* Enunciado da tarefa *
Dê continuidade ao texto sobre a Comuna 13 e a Operação Órion, começando logo depois da última frase apresentada.

* Texto de leitura *

Paraisópolis – Comuna 13, lembrando da Operação Órion a propósito do Domingão do Huck

Na Comuna 13 a opressão mudou, se transformou depois dos terríveis dias em que o Estado e os paramilitares, as forças da direita mais repressora, entraram em cada uma das casas, levando embora vidas e tornando rotina o desaparecimento de moradores

Fotomontagem feita por Artur Nogueira, com as fotos de: Luis Robayo/AFP

Que tipo de cidade queremos? Quais formas de relacionamento social e quais valores consideramos deveriam orientar a vida das pessoas nas cidades, nas suas ruas, praças, parques, nos seus centros e nas suas periferias, nas favelas, nas comunidades brasileiras, por exemplo, ou nas comunas colombianas, em Villa 31 em Buenos Aires ou em Neza, em Cidade do México?

Quando um pedaço do teto de casa cai nas suas cabeças, as pessoas se perguntam se ainda há espaços para reinventar a vida. E quem chega a lugares de extrema pobreza, mora e trabalha neles, em qualquer canto das grandes cidades da América Latina, sabe que essa reinvenção não se realiza com uma democracia deficitária e falseada, votando a cada 2 ou 4 anos. Uma revolução cidadã é uma revolução também de cidades, de serviços públicos, de água e luz, de esgoto, de moradia, de comida, de transporte, de internet, de lazer, de segurança, de um ambiente para a paz, de não violência.

Por isso, para além do imediato que é erguer o teto, no horizonte a organização e mobilização popular são fundamentais. E nesses cenários coexistem vários tipos de organizações e de mobilizações. Há várias faces no gueto, diz Loic Wacquant, entre os condenados na cidade e punidos por serem pobres.

Desde o alto há quem estigmatize: “nas favelas só moram pessoas más”. O sujeito social, enquadrado étnico-racialmente, circunscrito a um cenário socioespacial, é frequentemente demonizado, precisa, portanto, na ótica do privilegiado, ser “controlado”, “disciplinado” porque esse é o inimigo. Ali se esconde a criminalidade e “não se negocia com o mal”, dizia Dick Cheney. Fanon repondeu que o sistema é mau, e está falido. De fato, quando o sistema condena e os desterrados da terra só recebem a violência sistêmica e sistemática, contínua e lacerante, estendida e focalizada, os rejeitados do neoliberalismo, da sociedade de mercado, esse subproletariado periférico, tem todo o direito de se revoltar.

* Entradas da listagem *

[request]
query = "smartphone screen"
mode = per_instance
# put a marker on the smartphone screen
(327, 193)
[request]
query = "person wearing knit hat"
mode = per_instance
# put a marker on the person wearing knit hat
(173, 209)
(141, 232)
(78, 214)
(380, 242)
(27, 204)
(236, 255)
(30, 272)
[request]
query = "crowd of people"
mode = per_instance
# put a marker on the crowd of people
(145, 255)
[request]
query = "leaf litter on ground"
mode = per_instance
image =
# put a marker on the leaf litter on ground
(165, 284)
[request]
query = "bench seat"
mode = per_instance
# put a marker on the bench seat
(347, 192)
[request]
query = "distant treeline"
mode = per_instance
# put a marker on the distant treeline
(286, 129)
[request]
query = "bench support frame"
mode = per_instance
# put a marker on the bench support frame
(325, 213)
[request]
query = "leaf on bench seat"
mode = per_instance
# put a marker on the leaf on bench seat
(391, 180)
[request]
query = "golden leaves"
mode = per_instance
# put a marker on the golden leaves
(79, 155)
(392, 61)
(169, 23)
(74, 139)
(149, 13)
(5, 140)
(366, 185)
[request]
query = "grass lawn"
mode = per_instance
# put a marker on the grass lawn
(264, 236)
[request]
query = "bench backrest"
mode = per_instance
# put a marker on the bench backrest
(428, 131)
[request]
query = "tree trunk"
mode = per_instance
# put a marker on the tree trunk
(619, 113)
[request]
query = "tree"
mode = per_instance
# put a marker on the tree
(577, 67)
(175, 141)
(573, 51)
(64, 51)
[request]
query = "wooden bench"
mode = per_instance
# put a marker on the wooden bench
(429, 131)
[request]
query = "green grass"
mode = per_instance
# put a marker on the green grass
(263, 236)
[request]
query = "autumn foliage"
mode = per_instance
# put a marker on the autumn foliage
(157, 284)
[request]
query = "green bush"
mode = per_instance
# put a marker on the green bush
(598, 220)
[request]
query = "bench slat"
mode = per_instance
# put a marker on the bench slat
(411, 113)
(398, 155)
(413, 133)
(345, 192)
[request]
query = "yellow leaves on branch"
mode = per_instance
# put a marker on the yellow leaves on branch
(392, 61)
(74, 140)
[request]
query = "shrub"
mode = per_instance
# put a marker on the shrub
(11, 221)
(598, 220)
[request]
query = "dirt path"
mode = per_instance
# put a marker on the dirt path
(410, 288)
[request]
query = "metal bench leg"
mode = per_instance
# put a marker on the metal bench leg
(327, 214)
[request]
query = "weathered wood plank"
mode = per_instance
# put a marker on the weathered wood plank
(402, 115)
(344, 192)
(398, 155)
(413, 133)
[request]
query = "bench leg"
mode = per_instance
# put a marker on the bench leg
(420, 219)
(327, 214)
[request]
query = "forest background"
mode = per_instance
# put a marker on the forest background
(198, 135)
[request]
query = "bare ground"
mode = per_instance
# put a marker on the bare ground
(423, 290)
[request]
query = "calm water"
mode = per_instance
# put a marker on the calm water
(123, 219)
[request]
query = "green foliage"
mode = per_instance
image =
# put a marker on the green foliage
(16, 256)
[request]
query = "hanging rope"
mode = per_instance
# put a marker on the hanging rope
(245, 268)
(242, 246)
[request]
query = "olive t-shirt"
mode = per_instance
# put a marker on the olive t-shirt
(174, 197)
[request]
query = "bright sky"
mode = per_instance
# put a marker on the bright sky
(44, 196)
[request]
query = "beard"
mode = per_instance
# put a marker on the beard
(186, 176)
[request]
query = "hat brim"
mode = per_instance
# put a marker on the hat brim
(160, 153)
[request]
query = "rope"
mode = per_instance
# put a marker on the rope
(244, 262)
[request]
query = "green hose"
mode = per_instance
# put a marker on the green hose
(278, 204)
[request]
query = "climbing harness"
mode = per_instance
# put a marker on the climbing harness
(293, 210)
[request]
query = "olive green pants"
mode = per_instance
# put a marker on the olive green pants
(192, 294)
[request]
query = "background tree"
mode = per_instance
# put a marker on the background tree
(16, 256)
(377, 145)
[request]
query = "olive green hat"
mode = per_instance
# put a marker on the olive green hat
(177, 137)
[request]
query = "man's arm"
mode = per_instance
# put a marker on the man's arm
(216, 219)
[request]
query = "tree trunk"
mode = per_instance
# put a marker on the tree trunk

* Resposta escrita *
O panóptico funciona, enquanto o Estado renuncia a fornecer o auxílio de renda necessário e o substitui pela mão da polícia que mata. O colapso econômico castiga, a cultura produzida é rejeitada, o deslocamento é frequente e as agressões por disputas territoriais são parte da paisagem.

Dos variados grupos humanos a juventude é teimosa. Rebelde há quem se atreva a dar mais um passo. E quando dá o passo, a rebeldia natural encontra explicações. É o pior que pode acontecer para os donos do sistema. Que se encontre explicação racional e coerente à sensação constate de opressão e falta de oportunidades. Esse grau de entendimento não faz parte do seu script. É sabido que um jovem não apenas rebelde, mas com consciência do seu rol transformador no tempo, faz toda a diferença. Sua capacidade e potencialidade emerge e passa a organizar e encabeçar processos de mudança. Para o sistema restam duas alternativas, ou o coopta ou o combate.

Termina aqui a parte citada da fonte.